- _Written exercise_
Reproduce the data below line for line, without changing a word. Leave out any pictures.

- _Data shown_
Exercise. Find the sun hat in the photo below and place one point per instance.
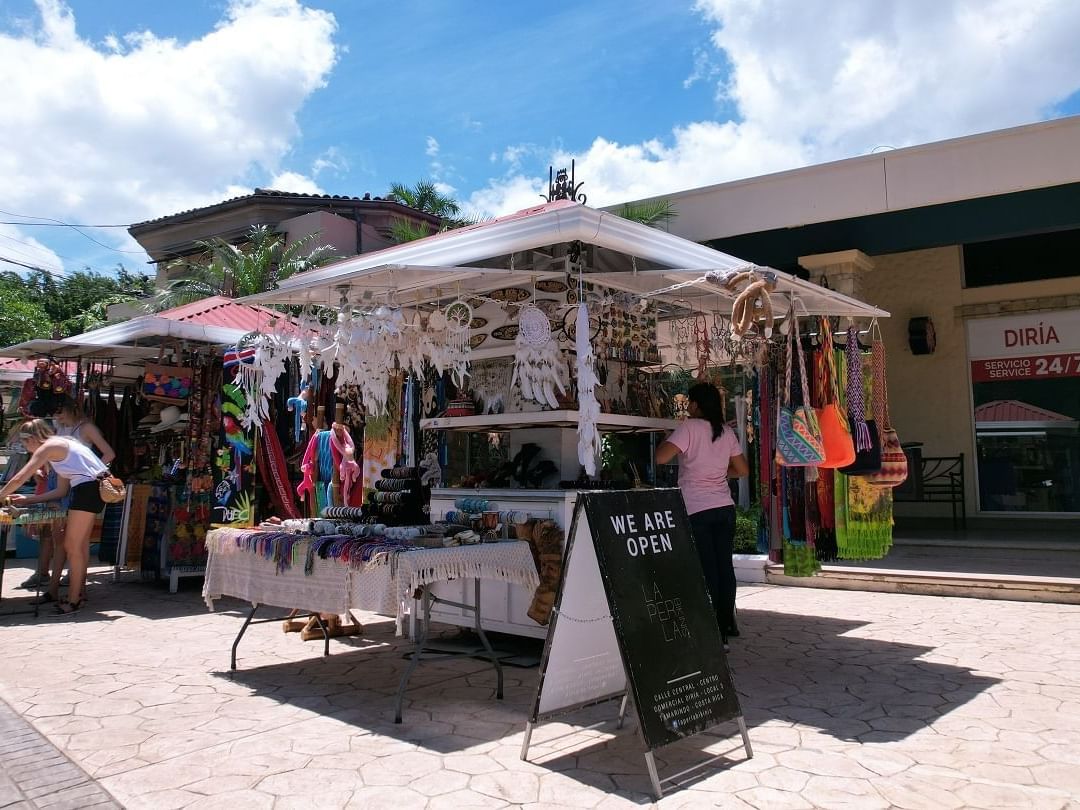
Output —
(171, 417)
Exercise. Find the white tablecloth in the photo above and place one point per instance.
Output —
(334, 586)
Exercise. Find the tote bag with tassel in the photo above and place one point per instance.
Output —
(863, 431)
(835, 432)
(798, 436)
(893, 470)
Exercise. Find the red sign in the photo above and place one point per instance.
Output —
(1041, 367)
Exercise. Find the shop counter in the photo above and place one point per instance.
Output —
(504, 604)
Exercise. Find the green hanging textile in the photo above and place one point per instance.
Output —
(799, 559)
(863, 511)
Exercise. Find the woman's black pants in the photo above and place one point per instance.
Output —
(714, 534)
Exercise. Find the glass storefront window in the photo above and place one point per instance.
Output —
(1028, 453)
(1025, 382)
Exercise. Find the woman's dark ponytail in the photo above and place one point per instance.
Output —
(707, 400)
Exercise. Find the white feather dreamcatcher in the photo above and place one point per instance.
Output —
(589, 407)
(258, 379)
(537, 358)
(458, 338)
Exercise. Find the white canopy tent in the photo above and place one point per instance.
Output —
(532, 245)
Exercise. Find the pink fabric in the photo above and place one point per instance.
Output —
(306, 489)
(348, 469)
(703, 464)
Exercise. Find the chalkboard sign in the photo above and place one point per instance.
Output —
(581, 661)
(637, 547)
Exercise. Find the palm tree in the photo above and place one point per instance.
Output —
(652, 213)
(424, 197)
(234, 271)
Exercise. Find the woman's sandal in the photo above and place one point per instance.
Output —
(65, 609)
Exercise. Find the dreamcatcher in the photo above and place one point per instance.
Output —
(260, 362)
(537, 359)
(589, 407)
(446, 341)
(489, 381)
(682, 333)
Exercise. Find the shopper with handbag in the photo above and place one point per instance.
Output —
(709, 456)
(71, 421)
(79, 471)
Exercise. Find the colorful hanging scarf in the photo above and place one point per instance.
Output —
(863, 512)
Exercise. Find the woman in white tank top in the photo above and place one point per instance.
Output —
(78, 469)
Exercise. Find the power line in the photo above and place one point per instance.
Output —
(10, 260)
(37, 247)
(55, 225)
(61, 223)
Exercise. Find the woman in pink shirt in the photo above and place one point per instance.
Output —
(709, 455)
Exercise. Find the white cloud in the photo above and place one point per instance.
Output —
(331, 160)
(18, 250)
(813, 82)
(142, 126)
(296, 183)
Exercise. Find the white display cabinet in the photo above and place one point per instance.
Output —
(504, 606)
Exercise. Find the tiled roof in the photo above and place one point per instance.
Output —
(268, 192)
(1012, 410)
(220, 311)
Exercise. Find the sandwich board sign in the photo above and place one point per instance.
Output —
(633, 618)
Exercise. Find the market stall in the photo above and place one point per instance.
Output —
(514, 363)
(153, 387)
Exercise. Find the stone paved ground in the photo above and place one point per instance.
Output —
(852, 699)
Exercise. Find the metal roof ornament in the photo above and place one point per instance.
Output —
(563, 187)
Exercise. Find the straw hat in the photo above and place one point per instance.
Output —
(170, 417)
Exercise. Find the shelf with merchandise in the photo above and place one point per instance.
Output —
(607, 423)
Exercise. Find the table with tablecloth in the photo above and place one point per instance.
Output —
(332, 585)
(312, 575)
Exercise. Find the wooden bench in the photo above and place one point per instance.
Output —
(939, 480)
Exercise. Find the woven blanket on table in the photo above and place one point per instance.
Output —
(333, 586)
(329, 588)
(508, 562)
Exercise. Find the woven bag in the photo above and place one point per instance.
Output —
(167, 382)
(863, 431)
(893, 470)
(835, 431)
(110, 488)
(798, 436)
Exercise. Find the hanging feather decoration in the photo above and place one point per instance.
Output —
(589, 407)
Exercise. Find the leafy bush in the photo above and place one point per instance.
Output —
(746, 530)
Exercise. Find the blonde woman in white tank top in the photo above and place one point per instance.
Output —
(70, 421)
(78, 469)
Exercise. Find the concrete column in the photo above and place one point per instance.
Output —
(842, 269)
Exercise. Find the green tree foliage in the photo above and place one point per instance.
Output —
(424, 197)
(234, 271)
(43, 305)
(21, 318)
(427, 198)
(652, 213)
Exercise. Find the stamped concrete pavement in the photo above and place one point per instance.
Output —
(852, 699)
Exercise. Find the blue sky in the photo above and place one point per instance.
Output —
(122, 110)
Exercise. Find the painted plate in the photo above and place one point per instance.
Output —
(510, 294)
(549, 306)
(570, 325)
(551, 285)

- _Worked solution_
Exercise. Find the sun hat in the photo below and place one point per instance.
Output —
(171, 417)
Exercise. Find the white tablecloth in the photo above and place one point per instance.
Output —
(334, 586)
Exercise. Find the tote bag with tassel in the photo above and place one point per instance.
Output —
(863, 431)
(835, 432)
(798, 436)
(893, 470)
Exercise. Find the red sign in the photo above and place one point per instance.
Output —
(1041, 367)
Exercise. Find the shop counter in the photo above and place one point per instance.
Output —
(504, 604)
Exercise. Find the green hanging textile in the photo above and place one point per instance.
Output —
(799, 559)
(863, 511)
Exercise. Find the woman's black pants in the photo above and place one point per instance.
Output —
(714, 534)
Exercise. Find the glass storefront window in the photo above and place one point per instance.
Output —
(1028, 453)
(1025, 382)
Exercise. Find the woman's dark ponytail in the photo above and place one point per instance.
Output —
(707, 400)
Exercise. Find the white feather dreamcatcher in the photo above and place one point per instance.
Output —
(589, 407)
(258, 379)
(537, 358)
(458, 338)
Exercise. Find the white canopy tent in the photo above and place one point per instance.
Output —
(532, 245)
Exercise. Find the pink fabric in the photo above and place one point per instance.
Output —
(306, 489)
(348, 469)
(703, 464)
Exercise. Find the chalkboard sign in the photo above and place one point per instance.
Output —
(581, 661)
(637, 547)
Exercise. Find the palm tree in the photo above and place one point per instance.
Output —
(652, 213)
(424, 197)
(234, 271)
Exercise. Find the woman's sandal in the photo above and place one point per instance.
Output —
(65, 609)
Exercise. Find the dreamcatcher in the photo above and place one point per instance.
Output —
(260, 362)
(537, 359)
(589, 407)
(446, 341)
(489, 381)
(682, 333)
Exercise. Find the shopper with handbag in the photo above and place one point per instance.
Output —
(709, 456)
(71, 421)
(79, 471)
Exercise. Find the colorful hanging scarf in the photo above and place one point per instance.
Output —
(863, 512)
Exercise. Find the woman in white tank top in the photo above and place one point per instance.
Output —
(78, 469)
Exercise. Find the power line in the photo above and place one point per instance.
Output —
(10, 260)
(37, 247)
(55, 225)
(61, 223)
Exercise. Find the woman in pink shirt in the photo above and place one point per instance.
Output —
(709, 455)
Exercise. Find the white cloud in the photo above and place one point per instance.
Output —
(331, 160)
(18, 250)
(813, 82)
(142, 126)
(296, 183)
Exercise. Find the white display cabinet in the photo above and place one point per instance.
Output —
(504, 606)
Exercise. Find the tiled roof in the photo above and place one point per instance.
Output —
(268, 192)
(1012, 410)
(220, 311)
Exercise. Find the sandwich board sign in the photo above and place one point per instance.
Output —
(633, 618)
Exercise. Find the market stall in the photo above and place one point per instance.
Output —
(514, 363)
(153, 387)
Exercise. Find the stone paved ground in the photo above and place one point per instance.
Output —
(852, 699)
Exercise. Find the metal roof ornament in the photo above and place one point per instance.
Output —
(563, 187)
Exercise. Find the straw hat in the photo above and place one point per instance.
Output —
(170, 417)
Exercise. Find the shelf with merchandise in the photo above and place one point per instance.
Output —
(607, 423)
Exercise. Find the table with tablecloth in the photo above and place one point per instance.
Output —
(332, 585)
(312, 575)
Exercise. Find the wooden bench in the photo above and place one point per instance.
Output —
(939, 480)
Exercise. Find the woven blanket on table in the photo above and place one point per instance.
Output —
(333, 586)
(329, 588)
(508, 562)
Exercise. Find the woven bag in the photo above and place one point per instance.
Output —
(167, 382)
(863, 431)
(893, 470)
(835, 431)
(110, 488)
(798, 436)
Exercise. Find the hanging feather decoration in the photo above and place one point per instance.
Output —
(589, 407)
Exercise. Find the leafy bush in the photo above and place one point per instance.
Output —
(746, 530)
Exercise. Find the blonde woman in white tank top in the photo above and place one point per instance.
Output —
(70, 421)
(78, 469)
Exercise. Find the concrete column in the photo above and place one point per instance.
Output —
(842, 269)
Exercise. Find the green tree foliage in the photo above and place one point per instance.
Output —
(424, 197)
(234, 271)
(43, 305)
(21, 318)
(427, 198)
(652, 213)
Exercise. Find the stamped concrete pavement in the photo above and place one point per instance.
Output —
(852, 699)
Exercise. Find the blue sky in the photo above and place one point per instance.
Output —
(122, 110)
Exercise. Find the painted plate in the photo above and place one point per instance.
Output —
(510, 294)
(549, 306)
(570, 325)
(551, 285)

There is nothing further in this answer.